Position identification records
·····

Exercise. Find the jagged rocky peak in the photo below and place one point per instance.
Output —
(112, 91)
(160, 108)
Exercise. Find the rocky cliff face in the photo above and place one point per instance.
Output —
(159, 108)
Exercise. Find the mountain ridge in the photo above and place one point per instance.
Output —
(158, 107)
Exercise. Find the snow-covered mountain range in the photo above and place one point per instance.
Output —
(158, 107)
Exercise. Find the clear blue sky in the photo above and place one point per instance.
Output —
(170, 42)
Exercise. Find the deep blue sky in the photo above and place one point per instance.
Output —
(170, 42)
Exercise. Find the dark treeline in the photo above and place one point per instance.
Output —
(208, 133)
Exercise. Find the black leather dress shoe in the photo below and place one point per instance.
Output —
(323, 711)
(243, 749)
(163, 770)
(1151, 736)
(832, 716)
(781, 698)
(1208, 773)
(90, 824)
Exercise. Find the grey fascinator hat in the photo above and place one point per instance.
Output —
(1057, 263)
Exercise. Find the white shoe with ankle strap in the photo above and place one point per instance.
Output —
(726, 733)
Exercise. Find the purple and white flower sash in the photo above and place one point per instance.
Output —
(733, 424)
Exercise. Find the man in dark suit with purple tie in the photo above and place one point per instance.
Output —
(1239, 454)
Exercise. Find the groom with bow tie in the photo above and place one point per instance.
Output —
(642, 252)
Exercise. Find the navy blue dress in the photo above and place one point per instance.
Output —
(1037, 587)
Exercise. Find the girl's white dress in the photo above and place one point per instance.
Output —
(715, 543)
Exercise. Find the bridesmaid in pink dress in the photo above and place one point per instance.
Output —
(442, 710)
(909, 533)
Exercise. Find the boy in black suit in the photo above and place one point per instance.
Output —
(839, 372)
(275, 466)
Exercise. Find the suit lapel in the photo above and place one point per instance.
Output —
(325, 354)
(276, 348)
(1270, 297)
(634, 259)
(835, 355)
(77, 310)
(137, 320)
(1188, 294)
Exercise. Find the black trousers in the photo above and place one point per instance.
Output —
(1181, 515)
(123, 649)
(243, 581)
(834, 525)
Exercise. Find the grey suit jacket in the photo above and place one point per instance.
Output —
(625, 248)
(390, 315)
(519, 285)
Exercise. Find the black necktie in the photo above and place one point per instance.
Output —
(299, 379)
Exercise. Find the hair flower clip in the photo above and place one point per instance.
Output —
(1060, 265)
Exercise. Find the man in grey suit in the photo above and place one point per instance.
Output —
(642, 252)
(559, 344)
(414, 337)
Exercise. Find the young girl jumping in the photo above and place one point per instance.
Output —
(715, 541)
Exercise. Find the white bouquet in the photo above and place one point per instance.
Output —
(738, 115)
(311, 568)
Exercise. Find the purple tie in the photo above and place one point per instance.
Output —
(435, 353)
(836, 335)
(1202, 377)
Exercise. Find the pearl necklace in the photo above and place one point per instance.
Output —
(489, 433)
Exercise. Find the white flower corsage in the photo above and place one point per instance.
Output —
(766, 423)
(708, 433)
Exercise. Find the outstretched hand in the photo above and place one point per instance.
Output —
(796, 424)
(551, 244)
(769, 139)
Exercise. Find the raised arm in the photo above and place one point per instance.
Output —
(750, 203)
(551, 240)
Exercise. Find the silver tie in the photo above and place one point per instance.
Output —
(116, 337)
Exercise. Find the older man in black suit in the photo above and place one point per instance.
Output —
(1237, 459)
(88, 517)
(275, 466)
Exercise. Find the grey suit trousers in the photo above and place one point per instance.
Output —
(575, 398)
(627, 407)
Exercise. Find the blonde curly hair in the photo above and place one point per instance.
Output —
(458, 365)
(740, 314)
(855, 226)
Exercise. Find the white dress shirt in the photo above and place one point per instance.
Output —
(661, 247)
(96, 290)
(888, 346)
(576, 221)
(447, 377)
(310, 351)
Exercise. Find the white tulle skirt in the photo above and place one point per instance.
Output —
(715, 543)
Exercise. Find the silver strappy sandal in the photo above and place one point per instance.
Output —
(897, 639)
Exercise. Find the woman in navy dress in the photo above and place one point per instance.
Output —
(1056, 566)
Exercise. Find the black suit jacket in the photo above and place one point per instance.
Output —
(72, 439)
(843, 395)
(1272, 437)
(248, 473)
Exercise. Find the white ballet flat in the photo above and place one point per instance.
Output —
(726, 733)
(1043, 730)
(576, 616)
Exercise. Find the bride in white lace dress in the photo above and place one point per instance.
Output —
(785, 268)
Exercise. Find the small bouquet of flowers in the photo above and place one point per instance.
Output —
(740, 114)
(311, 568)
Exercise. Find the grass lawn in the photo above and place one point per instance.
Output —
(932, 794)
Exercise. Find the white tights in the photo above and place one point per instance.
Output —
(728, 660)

·····

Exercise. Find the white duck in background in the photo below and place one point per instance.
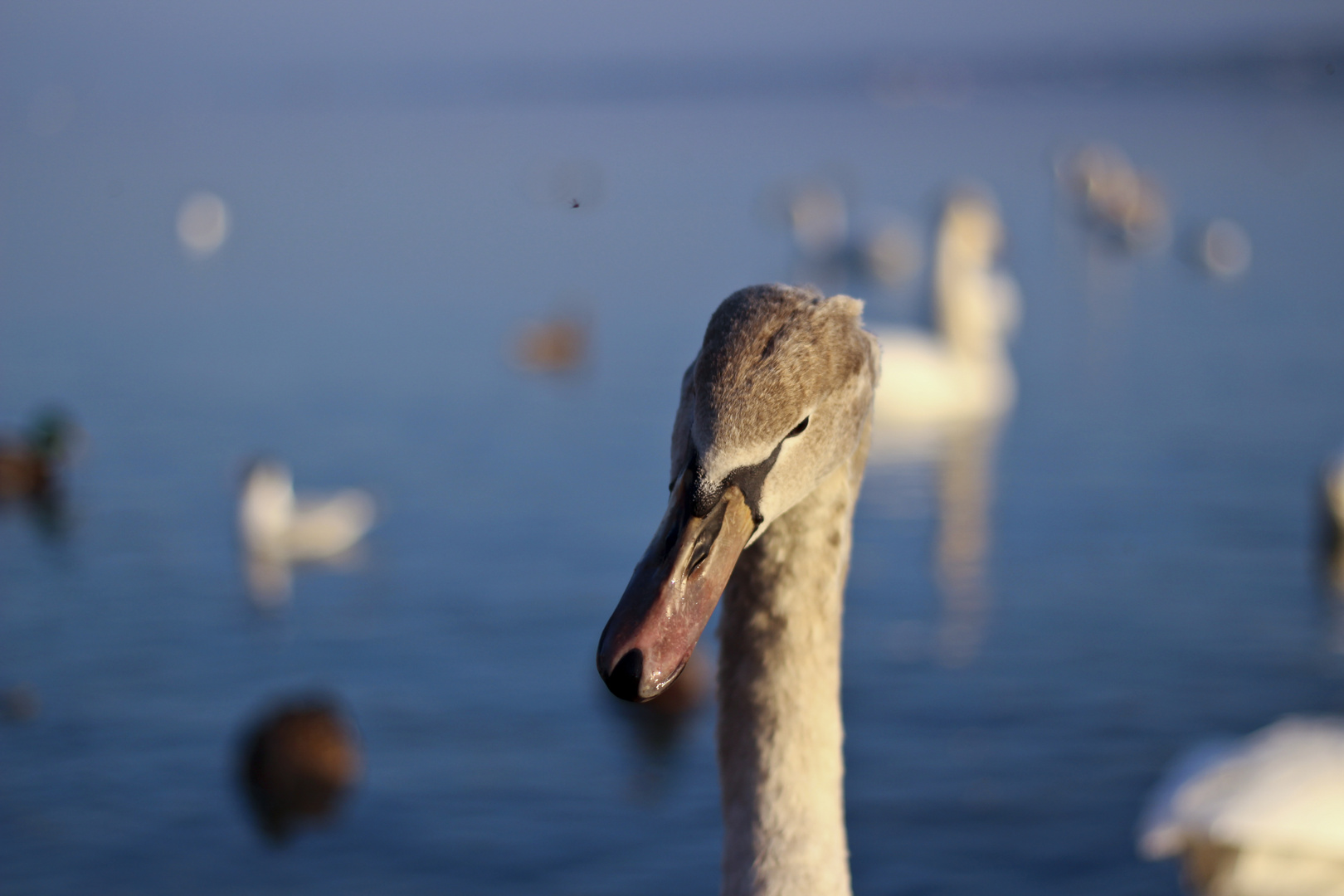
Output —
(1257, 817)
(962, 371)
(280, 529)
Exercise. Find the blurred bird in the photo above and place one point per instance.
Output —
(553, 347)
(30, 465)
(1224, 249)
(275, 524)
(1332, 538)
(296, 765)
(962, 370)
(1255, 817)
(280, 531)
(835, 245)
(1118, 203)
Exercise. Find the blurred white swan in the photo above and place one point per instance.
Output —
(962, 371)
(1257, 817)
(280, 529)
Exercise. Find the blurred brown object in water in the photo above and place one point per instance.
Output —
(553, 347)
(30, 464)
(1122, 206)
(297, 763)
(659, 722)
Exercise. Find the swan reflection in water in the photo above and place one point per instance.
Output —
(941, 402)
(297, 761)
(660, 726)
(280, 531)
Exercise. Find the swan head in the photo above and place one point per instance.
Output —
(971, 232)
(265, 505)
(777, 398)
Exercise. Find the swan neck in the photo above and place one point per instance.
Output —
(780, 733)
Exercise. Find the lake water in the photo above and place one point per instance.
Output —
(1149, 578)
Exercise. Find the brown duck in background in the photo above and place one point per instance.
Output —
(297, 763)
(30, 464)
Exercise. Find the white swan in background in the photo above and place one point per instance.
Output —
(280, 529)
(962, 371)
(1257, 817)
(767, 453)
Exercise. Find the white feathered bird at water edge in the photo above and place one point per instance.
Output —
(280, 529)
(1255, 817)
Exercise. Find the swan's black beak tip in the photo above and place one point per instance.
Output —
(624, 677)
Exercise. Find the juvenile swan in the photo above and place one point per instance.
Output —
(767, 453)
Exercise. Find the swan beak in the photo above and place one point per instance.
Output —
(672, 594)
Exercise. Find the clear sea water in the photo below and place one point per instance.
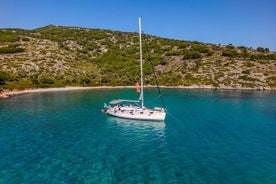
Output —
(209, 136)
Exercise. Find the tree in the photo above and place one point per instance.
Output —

·····

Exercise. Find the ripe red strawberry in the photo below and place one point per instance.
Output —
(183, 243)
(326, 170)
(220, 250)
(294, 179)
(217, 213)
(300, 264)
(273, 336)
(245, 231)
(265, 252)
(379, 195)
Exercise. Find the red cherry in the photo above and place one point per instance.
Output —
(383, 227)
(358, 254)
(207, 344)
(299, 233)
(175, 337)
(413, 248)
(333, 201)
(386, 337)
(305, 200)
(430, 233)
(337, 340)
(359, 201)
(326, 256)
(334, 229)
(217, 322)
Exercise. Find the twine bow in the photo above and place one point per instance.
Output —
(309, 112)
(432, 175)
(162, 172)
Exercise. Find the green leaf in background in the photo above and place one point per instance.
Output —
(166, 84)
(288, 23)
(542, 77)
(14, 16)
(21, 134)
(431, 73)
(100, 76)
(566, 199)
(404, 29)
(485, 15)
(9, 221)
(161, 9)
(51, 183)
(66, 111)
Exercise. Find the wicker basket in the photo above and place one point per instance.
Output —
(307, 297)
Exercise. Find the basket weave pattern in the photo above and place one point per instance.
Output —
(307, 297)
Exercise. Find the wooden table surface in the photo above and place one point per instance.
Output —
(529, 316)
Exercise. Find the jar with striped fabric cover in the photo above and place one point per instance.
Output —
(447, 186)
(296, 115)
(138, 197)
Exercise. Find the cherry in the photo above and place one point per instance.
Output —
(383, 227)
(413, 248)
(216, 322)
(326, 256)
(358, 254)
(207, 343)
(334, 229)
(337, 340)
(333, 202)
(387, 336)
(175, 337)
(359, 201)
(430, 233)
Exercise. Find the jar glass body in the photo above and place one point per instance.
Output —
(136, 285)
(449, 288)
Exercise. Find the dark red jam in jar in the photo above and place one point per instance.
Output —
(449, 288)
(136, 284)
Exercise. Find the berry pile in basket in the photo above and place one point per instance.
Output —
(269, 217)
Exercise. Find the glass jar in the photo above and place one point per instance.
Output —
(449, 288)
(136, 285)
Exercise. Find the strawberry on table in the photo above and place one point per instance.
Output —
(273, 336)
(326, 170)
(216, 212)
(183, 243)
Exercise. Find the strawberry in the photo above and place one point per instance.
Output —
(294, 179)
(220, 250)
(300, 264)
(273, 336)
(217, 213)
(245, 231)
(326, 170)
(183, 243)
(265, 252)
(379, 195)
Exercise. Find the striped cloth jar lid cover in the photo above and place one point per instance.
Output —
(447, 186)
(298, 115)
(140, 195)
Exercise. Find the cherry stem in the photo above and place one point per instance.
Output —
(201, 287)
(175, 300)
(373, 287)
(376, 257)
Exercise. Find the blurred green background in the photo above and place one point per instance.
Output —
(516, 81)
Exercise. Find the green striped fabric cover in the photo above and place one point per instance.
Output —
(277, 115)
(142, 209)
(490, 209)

·····

Please tally the lines in the records above that contain the word "strawberry" and give only that number.

3